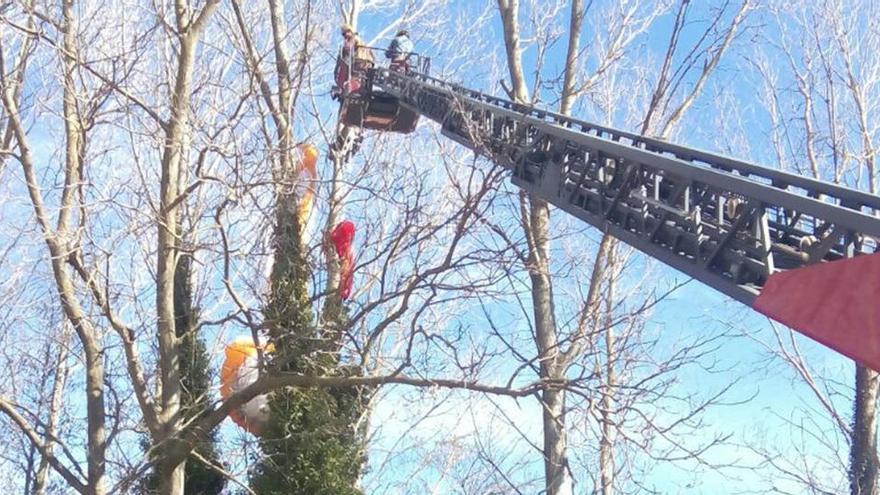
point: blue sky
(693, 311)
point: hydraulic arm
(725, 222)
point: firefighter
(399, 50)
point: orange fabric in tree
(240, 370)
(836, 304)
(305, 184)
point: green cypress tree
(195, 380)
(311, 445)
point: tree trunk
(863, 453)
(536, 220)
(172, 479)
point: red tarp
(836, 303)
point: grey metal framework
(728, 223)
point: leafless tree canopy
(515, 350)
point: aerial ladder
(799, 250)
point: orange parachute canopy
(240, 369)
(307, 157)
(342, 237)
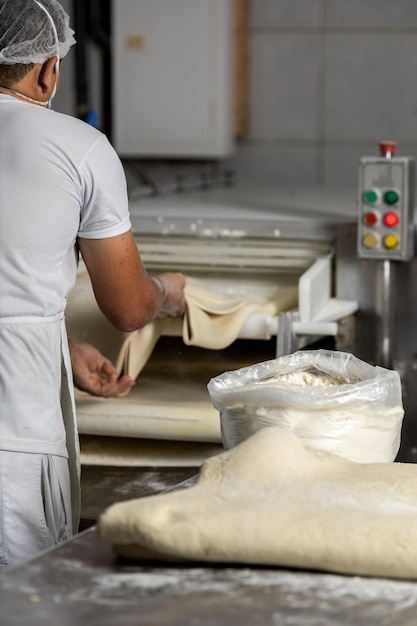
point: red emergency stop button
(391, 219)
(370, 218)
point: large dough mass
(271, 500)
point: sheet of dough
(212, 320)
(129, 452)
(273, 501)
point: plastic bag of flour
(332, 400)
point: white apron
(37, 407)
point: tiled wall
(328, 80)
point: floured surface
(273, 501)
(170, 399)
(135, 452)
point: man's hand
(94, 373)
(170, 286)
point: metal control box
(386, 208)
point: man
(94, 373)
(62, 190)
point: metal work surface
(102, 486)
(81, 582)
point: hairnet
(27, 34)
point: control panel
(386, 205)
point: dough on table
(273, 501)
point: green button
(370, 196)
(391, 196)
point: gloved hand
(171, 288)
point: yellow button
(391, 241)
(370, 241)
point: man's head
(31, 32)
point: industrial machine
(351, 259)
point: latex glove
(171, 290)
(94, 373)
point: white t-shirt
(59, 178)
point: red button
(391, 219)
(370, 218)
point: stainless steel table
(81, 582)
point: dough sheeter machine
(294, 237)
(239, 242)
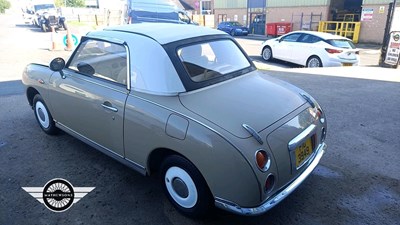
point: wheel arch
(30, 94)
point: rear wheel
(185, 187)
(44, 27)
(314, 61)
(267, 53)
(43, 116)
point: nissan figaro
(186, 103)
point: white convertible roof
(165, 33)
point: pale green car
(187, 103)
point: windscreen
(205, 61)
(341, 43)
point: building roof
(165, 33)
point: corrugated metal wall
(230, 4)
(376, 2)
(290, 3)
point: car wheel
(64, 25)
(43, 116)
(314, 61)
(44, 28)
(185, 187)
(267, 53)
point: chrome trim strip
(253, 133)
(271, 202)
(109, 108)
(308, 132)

•••

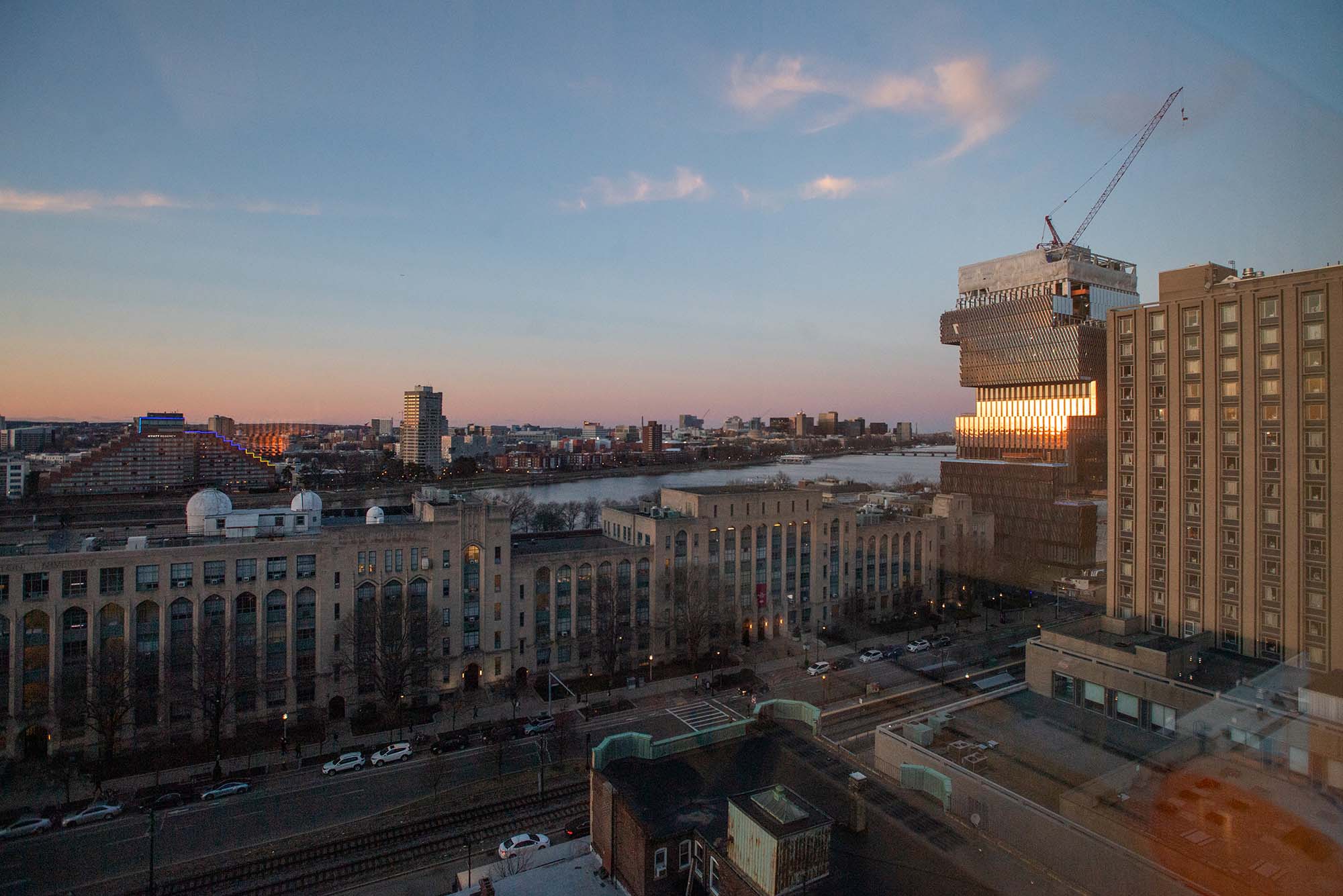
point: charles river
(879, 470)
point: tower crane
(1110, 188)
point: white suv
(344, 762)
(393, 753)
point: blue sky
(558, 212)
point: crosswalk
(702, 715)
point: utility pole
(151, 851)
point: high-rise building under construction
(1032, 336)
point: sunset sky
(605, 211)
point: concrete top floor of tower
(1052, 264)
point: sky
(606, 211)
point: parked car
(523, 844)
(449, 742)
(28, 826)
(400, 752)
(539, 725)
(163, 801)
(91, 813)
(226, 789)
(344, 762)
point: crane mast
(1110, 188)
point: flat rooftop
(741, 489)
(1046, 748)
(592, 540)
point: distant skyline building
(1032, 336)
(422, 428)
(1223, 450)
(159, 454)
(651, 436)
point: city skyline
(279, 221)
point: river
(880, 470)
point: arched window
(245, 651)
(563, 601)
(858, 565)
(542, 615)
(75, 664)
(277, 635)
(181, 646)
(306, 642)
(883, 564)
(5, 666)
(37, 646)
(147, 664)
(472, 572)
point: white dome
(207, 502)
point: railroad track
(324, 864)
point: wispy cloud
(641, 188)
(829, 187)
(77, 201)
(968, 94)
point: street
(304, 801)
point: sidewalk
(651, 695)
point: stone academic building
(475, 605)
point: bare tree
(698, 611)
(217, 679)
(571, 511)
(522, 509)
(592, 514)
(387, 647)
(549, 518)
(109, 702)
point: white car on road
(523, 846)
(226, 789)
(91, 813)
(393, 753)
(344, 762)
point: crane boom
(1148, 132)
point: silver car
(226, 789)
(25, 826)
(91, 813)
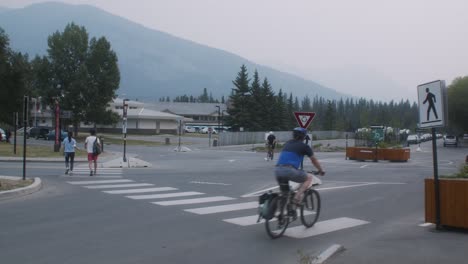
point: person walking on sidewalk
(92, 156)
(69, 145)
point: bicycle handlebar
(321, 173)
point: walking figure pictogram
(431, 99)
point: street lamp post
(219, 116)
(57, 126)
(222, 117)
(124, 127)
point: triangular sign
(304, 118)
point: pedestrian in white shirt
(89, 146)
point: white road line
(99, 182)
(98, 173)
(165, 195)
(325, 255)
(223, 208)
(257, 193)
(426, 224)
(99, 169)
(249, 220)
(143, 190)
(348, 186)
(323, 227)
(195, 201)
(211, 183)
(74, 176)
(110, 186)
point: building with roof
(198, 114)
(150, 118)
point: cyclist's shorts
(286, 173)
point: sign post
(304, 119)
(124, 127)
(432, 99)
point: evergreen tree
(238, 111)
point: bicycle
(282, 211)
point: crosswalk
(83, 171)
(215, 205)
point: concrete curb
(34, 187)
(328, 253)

•••

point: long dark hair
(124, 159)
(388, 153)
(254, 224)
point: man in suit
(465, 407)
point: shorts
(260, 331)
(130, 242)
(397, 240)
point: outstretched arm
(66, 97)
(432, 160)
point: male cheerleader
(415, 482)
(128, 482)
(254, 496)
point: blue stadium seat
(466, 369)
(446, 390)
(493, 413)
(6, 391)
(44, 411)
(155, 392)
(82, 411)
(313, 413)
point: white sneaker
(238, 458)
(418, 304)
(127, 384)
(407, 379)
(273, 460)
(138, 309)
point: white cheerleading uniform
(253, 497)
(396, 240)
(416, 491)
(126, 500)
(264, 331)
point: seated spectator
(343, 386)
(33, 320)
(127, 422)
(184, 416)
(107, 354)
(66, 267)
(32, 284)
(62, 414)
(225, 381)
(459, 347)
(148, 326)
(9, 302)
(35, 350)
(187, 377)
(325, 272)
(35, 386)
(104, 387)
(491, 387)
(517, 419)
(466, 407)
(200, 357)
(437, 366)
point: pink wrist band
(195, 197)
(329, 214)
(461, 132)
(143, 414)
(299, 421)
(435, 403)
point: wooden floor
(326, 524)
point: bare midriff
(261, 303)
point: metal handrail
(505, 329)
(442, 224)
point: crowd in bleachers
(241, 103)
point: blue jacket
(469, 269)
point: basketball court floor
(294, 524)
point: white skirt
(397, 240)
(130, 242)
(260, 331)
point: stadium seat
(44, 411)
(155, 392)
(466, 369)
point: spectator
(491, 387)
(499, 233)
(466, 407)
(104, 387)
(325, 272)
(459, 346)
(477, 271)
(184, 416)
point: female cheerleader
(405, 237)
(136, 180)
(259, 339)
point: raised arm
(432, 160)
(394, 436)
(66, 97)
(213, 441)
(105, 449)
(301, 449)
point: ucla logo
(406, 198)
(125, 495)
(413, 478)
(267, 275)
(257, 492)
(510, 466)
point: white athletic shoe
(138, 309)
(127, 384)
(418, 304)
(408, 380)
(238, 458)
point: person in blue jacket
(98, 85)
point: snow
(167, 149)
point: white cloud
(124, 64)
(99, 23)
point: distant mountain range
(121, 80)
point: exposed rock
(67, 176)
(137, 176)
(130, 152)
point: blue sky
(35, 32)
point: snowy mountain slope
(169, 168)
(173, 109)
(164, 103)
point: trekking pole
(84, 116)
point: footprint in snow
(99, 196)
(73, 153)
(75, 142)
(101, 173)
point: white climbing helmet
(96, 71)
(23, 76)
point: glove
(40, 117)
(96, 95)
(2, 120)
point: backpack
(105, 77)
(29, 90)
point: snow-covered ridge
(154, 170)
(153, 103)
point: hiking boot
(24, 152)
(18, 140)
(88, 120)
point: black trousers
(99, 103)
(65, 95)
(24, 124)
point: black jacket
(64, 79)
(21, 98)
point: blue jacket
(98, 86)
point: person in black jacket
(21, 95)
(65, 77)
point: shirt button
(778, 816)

•••

PROBLEM STATEMENT | Find every line in the records above that contains the word "concrete", and copy each one. Case counts.

FINISHED EXERCISE |
point: concrete top floor of tower
point: concrete curb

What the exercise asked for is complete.